─── Data rows

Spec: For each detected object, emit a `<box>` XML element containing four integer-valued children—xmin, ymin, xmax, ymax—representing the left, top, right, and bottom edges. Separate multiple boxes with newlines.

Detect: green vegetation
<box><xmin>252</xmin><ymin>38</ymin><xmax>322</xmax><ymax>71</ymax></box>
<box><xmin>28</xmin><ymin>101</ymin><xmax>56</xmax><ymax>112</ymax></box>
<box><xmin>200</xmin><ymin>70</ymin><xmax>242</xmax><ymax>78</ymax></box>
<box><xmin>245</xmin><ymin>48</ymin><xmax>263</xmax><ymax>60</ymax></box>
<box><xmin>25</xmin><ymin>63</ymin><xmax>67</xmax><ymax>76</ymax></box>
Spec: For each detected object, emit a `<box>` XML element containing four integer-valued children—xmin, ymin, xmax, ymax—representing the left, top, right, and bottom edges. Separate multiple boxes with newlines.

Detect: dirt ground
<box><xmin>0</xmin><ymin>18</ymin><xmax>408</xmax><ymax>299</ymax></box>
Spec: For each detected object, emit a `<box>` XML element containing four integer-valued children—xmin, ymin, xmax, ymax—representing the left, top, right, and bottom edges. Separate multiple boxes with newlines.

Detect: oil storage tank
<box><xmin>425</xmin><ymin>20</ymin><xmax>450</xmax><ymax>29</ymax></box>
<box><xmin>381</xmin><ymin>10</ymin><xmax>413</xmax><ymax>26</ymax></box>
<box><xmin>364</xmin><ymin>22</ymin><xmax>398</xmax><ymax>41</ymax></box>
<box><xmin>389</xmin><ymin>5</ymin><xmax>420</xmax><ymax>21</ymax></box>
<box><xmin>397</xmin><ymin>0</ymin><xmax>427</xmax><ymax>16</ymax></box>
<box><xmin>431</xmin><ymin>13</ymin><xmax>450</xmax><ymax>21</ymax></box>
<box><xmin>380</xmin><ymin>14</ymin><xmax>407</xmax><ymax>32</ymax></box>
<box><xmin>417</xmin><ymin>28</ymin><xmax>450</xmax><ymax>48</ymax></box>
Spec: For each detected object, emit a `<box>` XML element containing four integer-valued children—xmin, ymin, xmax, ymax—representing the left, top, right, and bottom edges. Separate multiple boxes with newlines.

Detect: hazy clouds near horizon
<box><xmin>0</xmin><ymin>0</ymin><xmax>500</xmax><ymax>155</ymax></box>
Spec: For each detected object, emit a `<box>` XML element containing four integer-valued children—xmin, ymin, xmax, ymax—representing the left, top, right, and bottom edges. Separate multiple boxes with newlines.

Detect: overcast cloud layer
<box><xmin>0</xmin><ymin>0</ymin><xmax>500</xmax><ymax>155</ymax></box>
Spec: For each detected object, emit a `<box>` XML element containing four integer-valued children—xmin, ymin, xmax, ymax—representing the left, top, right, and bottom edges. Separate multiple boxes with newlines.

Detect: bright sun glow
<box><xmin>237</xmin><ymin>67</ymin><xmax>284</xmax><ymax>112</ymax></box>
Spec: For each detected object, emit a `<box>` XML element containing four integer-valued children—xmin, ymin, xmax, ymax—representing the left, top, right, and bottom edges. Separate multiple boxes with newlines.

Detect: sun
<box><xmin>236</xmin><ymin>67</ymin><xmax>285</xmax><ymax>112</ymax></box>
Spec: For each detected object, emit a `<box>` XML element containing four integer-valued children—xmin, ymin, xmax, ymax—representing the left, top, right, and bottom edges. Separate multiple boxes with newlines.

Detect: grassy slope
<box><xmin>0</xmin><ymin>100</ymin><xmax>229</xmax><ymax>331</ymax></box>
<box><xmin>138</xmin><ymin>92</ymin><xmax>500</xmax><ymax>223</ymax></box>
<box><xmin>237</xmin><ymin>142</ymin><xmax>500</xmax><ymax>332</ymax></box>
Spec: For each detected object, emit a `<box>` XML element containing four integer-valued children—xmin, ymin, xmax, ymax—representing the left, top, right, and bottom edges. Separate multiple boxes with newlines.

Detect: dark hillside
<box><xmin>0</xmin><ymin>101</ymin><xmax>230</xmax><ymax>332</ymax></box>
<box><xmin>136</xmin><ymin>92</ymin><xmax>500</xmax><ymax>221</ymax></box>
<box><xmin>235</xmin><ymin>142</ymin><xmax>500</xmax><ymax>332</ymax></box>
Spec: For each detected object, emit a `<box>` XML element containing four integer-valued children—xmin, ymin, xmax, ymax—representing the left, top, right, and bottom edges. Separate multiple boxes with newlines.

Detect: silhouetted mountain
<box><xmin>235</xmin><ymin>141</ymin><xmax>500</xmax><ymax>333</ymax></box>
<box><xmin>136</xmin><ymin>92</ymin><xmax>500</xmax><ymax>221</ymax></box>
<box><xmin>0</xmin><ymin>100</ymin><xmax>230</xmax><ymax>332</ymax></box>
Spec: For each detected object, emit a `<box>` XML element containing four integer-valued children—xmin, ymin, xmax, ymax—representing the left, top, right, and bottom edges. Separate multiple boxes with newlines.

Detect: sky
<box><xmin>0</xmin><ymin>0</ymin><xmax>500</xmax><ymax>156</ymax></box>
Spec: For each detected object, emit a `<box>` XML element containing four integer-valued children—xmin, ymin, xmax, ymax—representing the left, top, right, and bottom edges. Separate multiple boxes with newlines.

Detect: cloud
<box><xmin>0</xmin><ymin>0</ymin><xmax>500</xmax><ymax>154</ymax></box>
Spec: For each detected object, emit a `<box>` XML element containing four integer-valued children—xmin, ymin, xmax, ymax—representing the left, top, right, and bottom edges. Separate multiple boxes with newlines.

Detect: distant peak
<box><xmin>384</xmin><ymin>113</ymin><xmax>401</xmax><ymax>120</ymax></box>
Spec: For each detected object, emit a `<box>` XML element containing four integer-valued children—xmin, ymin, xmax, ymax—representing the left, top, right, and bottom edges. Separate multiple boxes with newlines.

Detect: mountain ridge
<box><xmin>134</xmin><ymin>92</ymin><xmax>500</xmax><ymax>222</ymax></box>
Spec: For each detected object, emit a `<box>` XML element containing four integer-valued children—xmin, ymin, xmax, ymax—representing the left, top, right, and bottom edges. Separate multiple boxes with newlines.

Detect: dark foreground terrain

──────

## Work to complete
Which lines of the material contain the word "mountain" with matching case? Select and copy each of those lines in full.

## Answer to this task
Detect: silhouetted mountain
Detect: mountain ridge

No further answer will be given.